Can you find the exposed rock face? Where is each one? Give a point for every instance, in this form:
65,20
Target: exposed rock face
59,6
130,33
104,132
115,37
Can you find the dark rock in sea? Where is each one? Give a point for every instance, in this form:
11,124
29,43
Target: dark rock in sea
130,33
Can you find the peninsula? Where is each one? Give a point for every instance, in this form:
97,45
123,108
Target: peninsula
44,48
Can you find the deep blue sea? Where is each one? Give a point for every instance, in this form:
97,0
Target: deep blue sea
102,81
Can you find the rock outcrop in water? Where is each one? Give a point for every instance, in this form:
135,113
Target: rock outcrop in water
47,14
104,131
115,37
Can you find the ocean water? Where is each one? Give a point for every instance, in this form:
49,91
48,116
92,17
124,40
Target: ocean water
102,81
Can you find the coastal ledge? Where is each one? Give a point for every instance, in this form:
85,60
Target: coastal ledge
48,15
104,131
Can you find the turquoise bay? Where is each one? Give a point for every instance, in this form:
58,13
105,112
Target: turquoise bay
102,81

○ ○ ○ ○ ○ ○ ○

→ **Aim**: Quote every line from the line containing "Can you find the dark" through the closing line of the listing, including both.

→ **Reply to the exercise**:
Can you find the dark rock in sea? Where is each one? Give a point for every instance, in this form:
11,124
29,43
Target: dark rock in sea
130,33
Can you find the peninsula? Where is each one? Give a point for every instance, in this form:
97,45
123,108
Target: peninsula
44,48
Can you find the deep blue sea? Where is each one? Give a point for every instance, in this form:
97,0
Target: deep blue sea
102,81
Can you find the rock outcrop in water? Where is each one? Give a point for every instance, in this form:
135,113
Target: rock outcrop in water
47,14
104,131
115,37
Can you find the ocean water? Where is each one? Give a point for every instance, in this form:
49,91
48,116
92,17
124,40
Target: ocean water
102,81
Can you find the coastal ledge? Where is each one? Give a point for every instance, in this form:
85,60
Target: coastal ledge
48,15
104,131
Can you find the turquoise bay? Where is each one? Give a point for every instance, in this form:
58,13
105,112
Target: turquoise bay
102,81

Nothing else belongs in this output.